An excerpt from a dataset:

========

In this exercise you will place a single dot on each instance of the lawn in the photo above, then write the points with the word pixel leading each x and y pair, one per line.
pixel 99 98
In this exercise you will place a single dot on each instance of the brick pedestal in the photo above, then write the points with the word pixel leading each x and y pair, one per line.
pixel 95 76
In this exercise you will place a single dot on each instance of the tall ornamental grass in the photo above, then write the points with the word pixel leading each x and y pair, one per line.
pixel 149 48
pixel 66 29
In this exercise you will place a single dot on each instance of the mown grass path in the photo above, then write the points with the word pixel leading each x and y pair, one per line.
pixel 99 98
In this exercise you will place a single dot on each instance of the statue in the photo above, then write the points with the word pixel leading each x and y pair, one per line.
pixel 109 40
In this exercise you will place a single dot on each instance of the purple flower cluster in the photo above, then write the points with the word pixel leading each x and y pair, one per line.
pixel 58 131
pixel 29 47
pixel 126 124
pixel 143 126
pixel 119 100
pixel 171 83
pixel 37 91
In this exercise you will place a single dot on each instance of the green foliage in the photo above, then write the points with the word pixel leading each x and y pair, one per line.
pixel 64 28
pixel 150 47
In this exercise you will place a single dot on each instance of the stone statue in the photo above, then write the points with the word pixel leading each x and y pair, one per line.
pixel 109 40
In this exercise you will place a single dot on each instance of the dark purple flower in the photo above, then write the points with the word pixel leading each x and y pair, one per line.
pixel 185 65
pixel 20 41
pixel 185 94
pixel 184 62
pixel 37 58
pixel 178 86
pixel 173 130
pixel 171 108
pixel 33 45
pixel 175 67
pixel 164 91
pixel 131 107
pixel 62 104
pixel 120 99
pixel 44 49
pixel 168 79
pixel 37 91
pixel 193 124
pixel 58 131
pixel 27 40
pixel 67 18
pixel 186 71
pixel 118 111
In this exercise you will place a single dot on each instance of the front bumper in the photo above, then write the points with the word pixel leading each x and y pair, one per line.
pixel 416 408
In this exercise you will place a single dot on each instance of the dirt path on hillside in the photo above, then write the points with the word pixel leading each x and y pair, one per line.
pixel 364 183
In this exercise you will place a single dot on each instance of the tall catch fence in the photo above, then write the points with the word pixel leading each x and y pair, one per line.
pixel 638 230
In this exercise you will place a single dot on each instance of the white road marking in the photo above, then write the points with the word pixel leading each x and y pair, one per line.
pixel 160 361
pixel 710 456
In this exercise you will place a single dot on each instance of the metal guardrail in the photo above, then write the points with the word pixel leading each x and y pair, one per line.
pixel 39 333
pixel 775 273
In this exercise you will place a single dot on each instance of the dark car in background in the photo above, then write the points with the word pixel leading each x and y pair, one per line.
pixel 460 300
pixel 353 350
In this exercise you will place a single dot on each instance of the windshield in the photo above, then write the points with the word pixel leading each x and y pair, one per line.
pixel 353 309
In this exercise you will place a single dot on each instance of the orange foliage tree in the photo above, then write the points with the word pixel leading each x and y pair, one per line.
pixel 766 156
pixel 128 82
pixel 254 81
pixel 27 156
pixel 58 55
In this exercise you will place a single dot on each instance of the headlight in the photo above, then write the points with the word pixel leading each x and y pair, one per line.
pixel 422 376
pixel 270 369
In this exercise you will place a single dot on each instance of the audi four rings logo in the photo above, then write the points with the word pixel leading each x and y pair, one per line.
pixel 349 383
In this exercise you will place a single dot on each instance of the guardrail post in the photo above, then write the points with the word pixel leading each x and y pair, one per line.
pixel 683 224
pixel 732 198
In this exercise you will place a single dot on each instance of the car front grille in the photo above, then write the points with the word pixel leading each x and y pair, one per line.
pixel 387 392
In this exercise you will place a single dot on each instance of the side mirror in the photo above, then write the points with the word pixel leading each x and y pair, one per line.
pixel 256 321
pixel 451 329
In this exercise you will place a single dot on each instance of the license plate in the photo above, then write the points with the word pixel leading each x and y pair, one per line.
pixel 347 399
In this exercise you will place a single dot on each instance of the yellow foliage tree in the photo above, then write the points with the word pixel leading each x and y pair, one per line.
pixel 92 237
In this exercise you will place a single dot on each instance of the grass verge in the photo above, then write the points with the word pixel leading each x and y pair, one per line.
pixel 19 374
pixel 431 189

========

EXERCISE DIRECTIONS: Reproduce every one of the records above verbatim, line for line.

EXERCISE RESPONSE:
In this exercise you will place a single dot on each instance of the lawn in the photo above, then write the points with the word pixel leading each x and y pair, one per line.
pixel 99 98
In this exercise you will place a single dot on each instance of the brick pedestal in the photo above, then write the points with the word pixel leading each x and y pair, one per line.
pixel 95 76
In this exercise you will place a single dot on each instance of the tall ornamental grass in the photo above, then write the points with the word pixel leading each x and y pair, one per line.
pixel 149 48
pixel 66 29
In this exercise you will place a single dot on each instance of the mown grass path in the photo above, then write the points with the word pixel leading each x and y pair, one per line.
pixel 99 98
In this exercise you will place a single dot on each instance of the statue in the photo above, then write the points with the word pixel leading each x and y pair, one per line.
pixel 109 40
In this exercise you will place a single dot on each instance of the purple flower cluster in the photo above, then write the points with the word pixel leading each x and y pair, one per line.
pixel 58 131
pixel 29 47
pixel 126 124
pixel 143 126
pixel 119 100
pixel 171 83
pixel 37 91
In this exercise you will place a single dot on each instance of the green foliage in the photo above, then write the points with the word pixel leading each x and y pair, one per line.
pixel 64 28
pixel 150 47
In this exercise you will place a single dot on each instance of the stone statue in the photo above, then write the points with the word pixel leading each x and y pair, one per line.
pixel 109 40
In this exercise you will place a single dot on each instance of the dark purple flower in the photo above, then write the points with the word pixel leading each x and y pair, one per line.
pixel 185 65
pixel 20 41
pixel 185 94
pixel 184 62
pixel 37 58
pixel 178 86
pixel 173 130
pixel 171 108
pixel 33 45
pixel 175 67
pixel 164 91
pixel 131 107
pixel 62 104
pixel 120 99
pixel 44 49
pixel 168 79
pixel 37 91
pixel 193 124
pixel 58 131
pixel 27 40
pixel 67 18
pixel 186 71
pixel 118 111
In this exercise you will place a single dot on each instance of the front bumper in the photo above, then write the points with the word pixel leading each x and y pair, one per line.
pixel 416 408
In this exercise you will place a single dot on each instance of the dirt path on hillside in the photo above, then write the points with the word pixel leading each x and y pair, one per line.
pixel 364 183
In this exercise you will place a single dot on each instance of the tall catch fence in the photo above, then write the points with the word pixel leading each x and y pair, one per line.
pixel 638 230
In this exercise you will place a single dot on each instance of the white road marking in the photo above, then write the points with the word pixel leading each x and y pair, one per line.
pixel 160 361
pixel 710 456
In this exercise you will place a single dot on each instance of the metal guardrail in the photo above, then write the points with the word pixel leading each x and y pair, one per line.
pixel 39 333
pixel 775 273
In this exercise you will place a single dot on each instance of the dark car in background in the photo above, then write the points with the word pixel leading each x and y pair, one per line.
pixel 460 300
pixel 353 350
In this exercise you will place a single dot on each instance of the windshield in the photo above, then write the points with the word pixel leading each x and y pair, one per line.
pixel 353 309
In this exercise you will place a single dot on each instance of the orange foliage tree in the photo above, then write the points with the word pixel leading each x and y pair, one per line.
pixel 766 156
pixel 128 82
pixel 254 81
pixel 27 156
pixel 58 55
In this exercise you will place a single dot on each instance of the headlight in the photo above, then write the points with the word pixel leading each x and y pair, one per line.
pixel 422 376
pixel 270 369
In this exercise you will place a single dot on each instance of the audi four rings logo in the photo above, then write the points with the word pixel leading each x and y pair, one per line.
pixel 349 383
In this exercise you will place a single dot on each instance of the guardrail post in the photo above, then write the points with the word pixel leading each x and y pair, one per line.
pixel 683 224
pixel 732 198
In this exercise you will place a single dot on each instance of the car front grille in the photo above, then write the points with the word pixel leading each x and y pair, one per line.
pixel 387 392
In this exercise you will place a single dot on each instance of the side mirror in the photo above, then write the points with the word pixel leading each x and y pair, one per line.
pixel 256 321
pixel 451 329
In this exercise you will place a single dot on each instance of the license plate in the photo above, then write the points with the word pixel leading each x and y pair, one per line.
pixel 347 399
In this exercise you will place a single dot on each instance of the yellow foliage tree in the photo above, then write the points with the word pixel leading each x and y pair, one per line.
pixel 92 237
In this exercise you will place a single dot on each instance of the grass verge in the photo above, then write the points with the word pixel leading each x and y pair, one per line.
pixel 19 374
pixel 431 189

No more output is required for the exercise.